→ Aim:
Answer each question from the film review, one per line:
(a) Which actor plays Kim Fowley?
(b) On what is the film based?
(c) What is the title of Victory Tischler-Blue's documentary?

→ Passage shown:
People will probably run to The Runaways, the story of the pioneering seventies girl group, to see Kristen Stewart as Joan Jett earn a bad reputation she doesn’t give a damn about and little Dakota Fanning as 15-year-old Cherie Currie strut around the stage in skimpy outfits ch-ch-chanting that she’s a ch-ch-cherry bomb and join Stewart in some heavy Sapphic smooching. In patches it’s agreeably lurid, but it’s otherwise ho-hum. Although Jett is the co–executive producer and Stewart the star, the Jett character is mostly a bystander: She stands by as “rock impresario” Kim Fowley (Michael Shannon) assembles the pubescent girl band (as Malcolm McLaren assembled the Sex Pistols), then stands by some more as Currie, the group’s blonde-bombshell mascot, falls apart from the drugs and sex and Fowley abuse. (The film is based on Currie’s slim autobiography, published little more than a decade after the Runaways imploded.) As onetime member Victory Tischler-Blue’s documentary Edgeplay makes clear, the vibe among the bandmates was never good, and since the music itself is secondary, there’s not a lot to this story. The film is all externals. Shannon looks scary and stops the show with his rants, but he’s too endearingly damaged, too nice, to convey the real Fowley’s otherworldly creepiness. It’s Fanning’s movie: You can taste the ex–child actor’s relish for playing “jailbait.” But can she be ogled in good conscience? The taste is sweet and sour.

→ Given material:

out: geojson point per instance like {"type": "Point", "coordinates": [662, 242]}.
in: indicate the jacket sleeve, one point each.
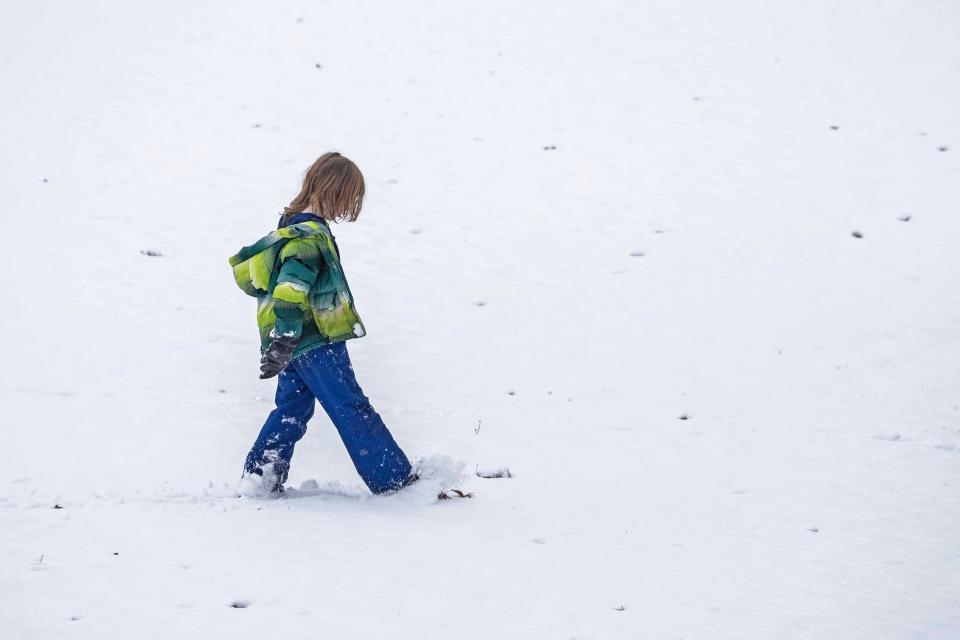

→ Result of the exercise:
(a) Michael Shannon
(b) Cherie Currie's autobiography
(c) Edgeplay